# GOAL
Print the line that contains "--target unripe green berry" and every line after it through the last line of the records below, exactly as written and nothing else.

-- Start of EXERCISE INPUTS --

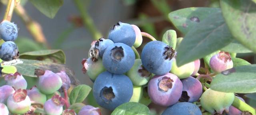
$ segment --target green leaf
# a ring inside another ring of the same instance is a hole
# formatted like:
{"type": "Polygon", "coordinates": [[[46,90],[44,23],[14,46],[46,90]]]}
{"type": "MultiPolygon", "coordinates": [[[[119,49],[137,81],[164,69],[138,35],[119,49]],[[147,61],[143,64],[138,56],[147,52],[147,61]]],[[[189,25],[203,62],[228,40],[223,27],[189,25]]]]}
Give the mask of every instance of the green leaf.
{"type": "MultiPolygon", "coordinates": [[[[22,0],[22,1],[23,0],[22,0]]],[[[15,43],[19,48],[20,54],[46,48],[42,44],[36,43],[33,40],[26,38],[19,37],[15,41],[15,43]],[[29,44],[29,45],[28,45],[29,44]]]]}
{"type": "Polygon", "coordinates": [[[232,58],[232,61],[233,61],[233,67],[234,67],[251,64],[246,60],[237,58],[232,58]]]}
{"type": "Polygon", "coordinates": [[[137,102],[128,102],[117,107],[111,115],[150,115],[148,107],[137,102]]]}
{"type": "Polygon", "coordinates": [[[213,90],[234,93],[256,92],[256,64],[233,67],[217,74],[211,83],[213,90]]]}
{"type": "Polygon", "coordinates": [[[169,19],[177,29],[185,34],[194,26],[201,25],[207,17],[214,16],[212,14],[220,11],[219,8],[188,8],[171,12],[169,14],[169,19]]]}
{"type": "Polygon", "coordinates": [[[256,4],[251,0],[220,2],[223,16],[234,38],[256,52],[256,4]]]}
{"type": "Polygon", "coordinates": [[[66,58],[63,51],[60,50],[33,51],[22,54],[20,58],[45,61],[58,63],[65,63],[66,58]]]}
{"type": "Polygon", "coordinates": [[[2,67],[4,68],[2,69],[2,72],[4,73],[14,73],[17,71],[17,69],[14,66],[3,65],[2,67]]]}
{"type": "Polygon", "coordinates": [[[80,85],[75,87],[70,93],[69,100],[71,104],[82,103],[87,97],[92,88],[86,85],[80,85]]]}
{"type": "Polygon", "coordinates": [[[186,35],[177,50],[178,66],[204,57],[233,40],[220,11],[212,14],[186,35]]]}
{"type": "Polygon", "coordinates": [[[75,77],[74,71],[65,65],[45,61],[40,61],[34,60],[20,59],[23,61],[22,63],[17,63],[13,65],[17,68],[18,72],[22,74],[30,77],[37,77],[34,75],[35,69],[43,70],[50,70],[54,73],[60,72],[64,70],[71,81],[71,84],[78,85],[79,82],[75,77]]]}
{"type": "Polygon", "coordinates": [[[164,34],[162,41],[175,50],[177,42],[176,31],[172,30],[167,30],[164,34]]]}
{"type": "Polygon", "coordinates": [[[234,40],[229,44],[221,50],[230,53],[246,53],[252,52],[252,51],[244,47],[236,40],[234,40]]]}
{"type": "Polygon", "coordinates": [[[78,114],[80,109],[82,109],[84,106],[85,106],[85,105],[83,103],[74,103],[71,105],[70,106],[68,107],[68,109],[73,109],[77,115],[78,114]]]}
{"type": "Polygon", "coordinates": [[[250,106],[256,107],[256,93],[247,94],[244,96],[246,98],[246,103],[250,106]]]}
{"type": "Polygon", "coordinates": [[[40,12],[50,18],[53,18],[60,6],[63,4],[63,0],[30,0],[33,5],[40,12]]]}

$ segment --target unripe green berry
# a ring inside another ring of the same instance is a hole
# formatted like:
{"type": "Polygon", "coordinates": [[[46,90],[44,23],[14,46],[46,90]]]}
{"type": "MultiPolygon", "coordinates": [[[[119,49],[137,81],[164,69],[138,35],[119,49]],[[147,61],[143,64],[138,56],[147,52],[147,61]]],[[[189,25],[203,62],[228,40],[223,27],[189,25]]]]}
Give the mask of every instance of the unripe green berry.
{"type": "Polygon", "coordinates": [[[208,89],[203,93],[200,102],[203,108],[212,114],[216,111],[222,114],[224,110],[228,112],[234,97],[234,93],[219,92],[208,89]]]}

-- End of EXERCISE INPUTS --

# CORRECT RESULT
$ segment --target unripe green berry
# a ring inside another ring of the same instance is a hole
# formatted like:
{"type": "Polygon", "coordinates": [[[46,90],[44,23],[14,46],[46,90]]]}
{"type": "MultiPolygon", "coordinates": [[[[119,49],[137,81],[164,69],[138,35],[119,49]],[[147,61],[143,64],[138,56],[147,52],[147,61]]],[[[189,25],[203,62],[228,40],[223,27],[189,25]]]]}
Give the mask of every instance of the unripe green berry.
{"type": "Polygon", "coordinates": [[[208,89],[203,93],[200,102],[203,108],[212,114],[216,111],[222,114],[224,110],[228,112],[234,97],[234,93],[219,92],[208,89]]]}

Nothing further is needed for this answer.